The answer must consist solely of the lines from the line with "mode = per_instance" to the end of the data below, transcribed exactly and with no pictures.

::::

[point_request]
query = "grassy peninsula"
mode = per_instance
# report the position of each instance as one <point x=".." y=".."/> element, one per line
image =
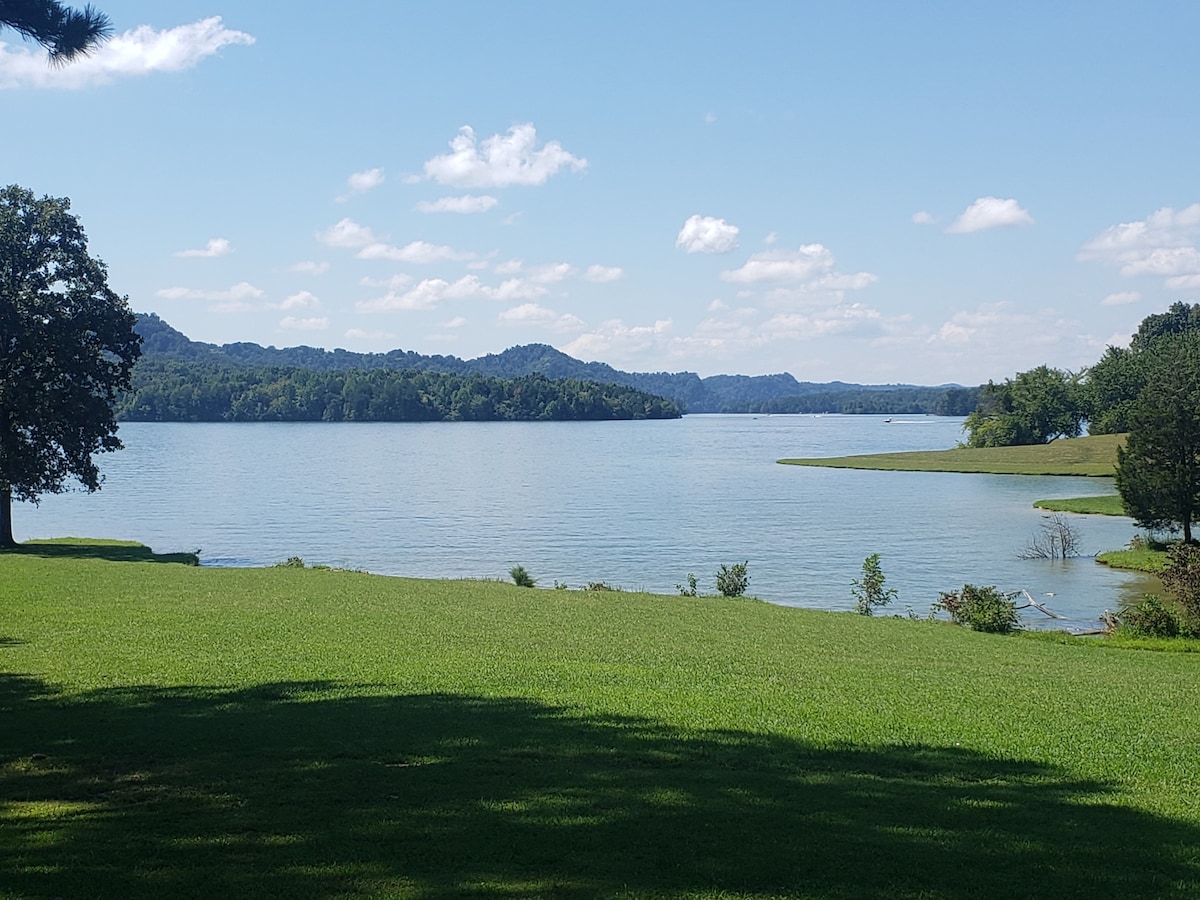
<point x="1074" y="456"/>
<point x="297" y="732"/>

::::

#### Exercise answer
mode = per_instance
# report the position of each instance as one <point x=".." y=".."/> element, one per line
image =
<point x="1074" y="456"/>
<point x="297" y="732"/>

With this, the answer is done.